Exercise details ->
From the data below, retype exactly the lines starting with the one that contains "Target: shirt sleeve" and ending with the one that contains "Each instance of the folding", both included.

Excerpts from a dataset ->
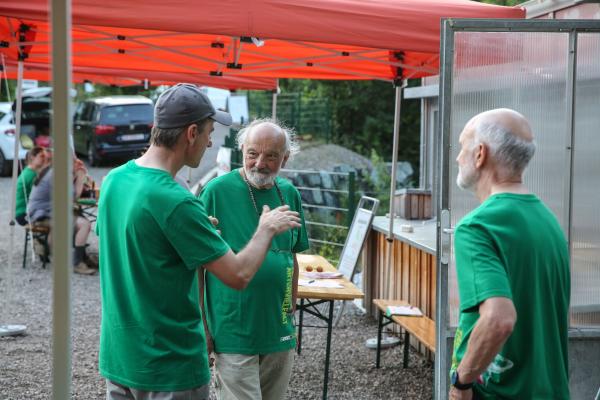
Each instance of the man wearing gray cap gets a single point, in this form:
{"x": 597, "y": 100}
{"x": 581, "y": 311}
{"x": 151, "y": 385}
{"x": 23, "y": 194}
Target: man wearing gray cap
{"x": 153, "y": 236}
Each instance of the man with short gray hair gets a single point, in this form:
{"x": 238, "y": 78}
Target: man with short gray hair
{"x": 253, "y": 331}
{"x": 153, "y": 237}
{"x": 512, "y": 264}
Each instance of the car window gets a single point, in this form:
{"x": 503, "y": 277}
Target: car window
{"x": 127, "y": 114}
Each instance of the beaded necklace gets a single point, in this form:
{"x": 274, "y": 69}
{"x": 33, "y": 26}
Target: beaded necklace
{"x": 251, "y": 192}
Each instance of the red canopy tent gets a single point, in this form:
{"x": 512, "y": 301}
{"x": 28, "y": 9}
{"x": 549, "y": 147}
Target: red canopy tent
{"x": 390, "y": 40}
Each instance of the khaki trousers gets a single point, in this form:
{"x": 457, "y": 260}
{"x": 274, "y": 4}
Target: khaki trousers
{"x": 253, "y": 377}
{"x": 114, "y": 391}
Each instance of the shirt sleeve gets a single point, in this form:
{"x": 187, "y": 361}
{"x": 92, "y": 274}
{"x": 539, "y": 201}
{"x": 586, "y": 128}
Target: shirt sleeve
{"x": 193, "y": 236}
{"x": 481, "y": 273}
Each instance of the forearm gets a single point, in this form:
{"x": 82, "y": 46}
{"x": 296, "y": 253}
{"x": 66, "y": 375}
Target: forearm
{"x": 295, "y": 283}
{"x": 487, "y": 338}
{"x": 252, "y": 256}
{"x": 201, "y": 298}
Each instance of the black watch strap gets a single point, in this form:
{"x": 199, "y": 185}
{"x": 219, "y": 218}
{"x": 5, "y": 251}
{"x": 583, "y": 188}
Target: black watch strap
{"x": 458, "y": 385}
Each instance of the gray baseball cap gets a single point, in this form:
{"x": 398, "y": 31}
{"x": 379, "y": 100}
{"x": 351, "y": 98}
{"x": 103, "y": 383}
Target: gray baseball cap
{"x": 184, "y": 104}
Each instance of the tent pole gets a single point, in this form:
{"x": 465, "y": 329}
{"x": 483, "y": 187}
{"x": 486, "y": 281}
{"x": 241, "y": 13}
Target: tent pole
{"x": 62, "y": 198}
{"x": 390, "y": 236}
{"x": 19, "y": 98}
{"x": 274, "y": 104}
{"x": 9, "y": 329}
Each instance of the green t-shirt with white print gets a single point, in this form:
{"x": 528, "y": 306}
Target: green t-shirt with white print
{"x": 254, "y": 320}
{"x": 512, "y": 246}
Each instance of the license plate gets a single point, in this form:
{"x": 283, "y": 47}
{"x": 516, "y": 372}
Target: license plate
{"x": 132, "y": 137}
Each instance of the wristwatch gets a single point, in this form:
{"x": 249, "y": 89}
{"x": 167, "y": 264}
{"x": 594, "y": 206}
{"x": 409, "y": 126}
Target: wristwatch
{"x": 460, "y": 386}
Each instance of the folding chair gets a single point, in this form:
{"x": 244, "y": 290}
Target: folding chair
{"x": 41, "y": 234}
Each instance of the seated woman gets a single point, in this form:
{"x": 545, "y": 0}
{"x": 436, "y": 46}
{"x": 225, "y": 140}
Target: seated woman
{"x": 35, "y": 160}
{"x": 40, "y": 210}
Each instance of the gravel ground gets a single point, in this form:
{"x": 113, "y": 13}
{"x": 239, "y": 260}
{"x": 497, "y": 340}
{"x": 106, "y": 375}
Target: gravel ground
{"x": 26, "y": 361}
{"x": 326, "y": 157}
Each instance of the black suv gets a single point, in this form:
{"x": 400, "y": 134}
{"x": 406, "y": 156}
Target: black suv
{"x": 114, "y": 126}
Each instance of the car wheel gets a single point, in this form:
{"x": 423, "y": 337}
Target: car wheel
{"x": 5, "y": 165}
{"x": 93, "y": 155}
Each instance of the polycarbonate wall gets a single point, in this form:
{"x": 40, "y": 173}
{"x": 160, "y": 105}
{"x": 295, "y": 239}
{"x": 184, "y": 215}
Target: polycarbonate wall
{"x": 525, "y": 71}
{"x": 585, "y": 233}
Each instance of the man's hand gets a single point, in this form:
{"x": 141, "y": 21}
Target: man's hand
{"x": 210, "y": 348}
{"x": 279, "y": 219}
{"x": 456, "y": 394}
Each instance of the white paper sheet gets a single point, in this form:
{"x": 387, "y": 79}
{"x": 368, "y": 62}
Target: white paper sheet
{"x": 319, "y": 283}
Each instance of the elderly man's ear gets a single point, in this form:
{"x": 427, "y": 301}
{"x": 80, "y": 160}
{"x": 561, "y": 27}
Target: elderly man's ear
{"x": 482, "y": 155}
{"x": 191, "y": 134}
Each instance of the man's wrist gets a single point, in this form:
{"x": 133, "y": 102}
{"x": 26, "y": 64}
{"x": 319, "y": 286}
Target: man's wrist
{"x": 459, "y": 383}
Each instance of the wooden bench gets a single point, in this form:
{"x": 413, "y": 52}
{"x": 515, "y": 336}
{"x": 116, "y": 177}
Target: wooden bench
{"x": 39, "y": 233}
{"x": 422, "y": 328}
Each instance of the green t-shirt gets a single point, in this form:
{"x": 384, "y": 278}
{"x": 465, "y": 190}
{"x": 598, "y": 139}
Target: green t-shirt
{"x": 253, "y": 320}
{"x": 512, "y": 246}
{"x": 153, "y": 236}
{"x": 24, "y": 184}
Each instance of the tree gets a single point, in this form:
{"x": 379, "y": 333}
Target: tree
{"x": 363, "y": 115}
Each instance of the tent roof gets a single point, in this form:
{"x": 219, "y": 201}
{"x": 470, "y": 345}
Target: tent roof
{"x": 318, "y": 39}
{"x": 127, "y": 77}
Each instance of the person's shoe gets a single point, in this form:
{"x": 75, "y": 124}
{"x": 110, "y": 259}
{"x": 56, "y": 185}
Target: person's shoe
{"x": 83, "y": 269}
{"x": 91, "y": 260}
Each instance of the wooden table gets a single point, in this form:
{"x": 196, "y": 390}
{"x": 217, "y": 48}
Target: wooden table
{"x": 312, "y": 296}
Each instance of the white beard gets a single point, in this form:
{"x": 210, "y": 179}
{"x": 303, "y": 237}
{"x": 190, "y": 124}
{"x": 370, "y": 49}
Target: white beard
{"x": 259, "y": 179}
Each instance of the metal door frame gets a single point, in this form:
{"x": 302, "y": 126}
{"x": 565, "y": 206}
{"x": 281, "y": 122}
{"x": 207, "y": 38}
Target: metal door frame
{"x": 444, "y": 333}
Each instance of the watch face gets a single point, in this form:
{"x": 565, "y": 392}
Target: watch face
{"x": 454, "y": 377}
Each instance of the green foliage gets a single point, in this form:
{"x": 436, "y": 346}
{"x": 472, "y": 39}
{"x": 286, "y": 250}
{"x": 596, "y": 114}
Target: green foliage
{"x": 362, "y": 115}
{"x": 381, "y": 186}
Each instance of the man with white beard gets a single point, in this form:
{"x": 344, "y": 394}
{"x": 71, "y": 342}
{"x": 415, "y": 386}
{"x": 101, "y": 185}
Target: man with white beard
{"x": 512, "y": 266}
{"x": 252, "y": 330}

Expected output ->
Target: shirt sleeve
{"x": 193, "y": 236}
{"x": 481, "y": 273}
Each instance of the forearm gets a single point, in this form:
{"x": 82, "y": 46}
{"x": 296, "y": 253}
{"x": 66, "y": 375}
Target: forearm
{"x": 295, "y": 283}
{"x": 487, "y": 338}
{"x": 252, "y": 256}
{"x": 201, "y": 298}
Each instance of the black watch strap gets a single point, in this form:
{"x": 199, "y": 185}
{"x": 219, "y": 218}
{"x": 5, "y": 251}
{"x": 583, "y": 188}
Target: black watch strap
{"x": 458, "y": 385}
Each instance of the gray baseball cap gets a single point, in this form:
{"x": 398, "y": 31}
{"x": 379, "y": 100}
{"x": 351, "y": 98}
{"x": 103, "y": 383}
Target: gray baseball cap
{"x": 184, "y": 104}
Each instance of the tent pole gets a single point, in this form:
{"x": 465, "y": 329}
{"x": 483, "y": 187}
{"x": 486, "y": 281}
{"x": 241, "y": 13}
Target: tent pole
{"x": 62, "y": 198}
{"x": 390, "y": 236}
{"x": 19, "y": 98}
{"x": 274, "y": 104}
{"x": 9, "y": 329}
Each instance of the green t-shirt with white print gets a single point, in this form:
{"x": 528, "y": 306}
Target: green t-shirt with white print
{"x": 254, "y": 320}
{"x": 512, "y": 246}
Each instance of the license plate gets a single point, in this form:
{"x": 283, "y": 47}
{"x": 516, "y": 372}
Target: license plate
{"x": 132, "y": 137}
Each instance of the wristwatch gets a single point, in this form:
{"x": 249, "y": 89}
{"x": 167, "y": 264}
{"x": 594, "y": 206}
{"x": 409, "y": 126}
Target: wristwatch
{"x": 460, "y": 386}
Each instance of the folding chair gets a single point, in this form:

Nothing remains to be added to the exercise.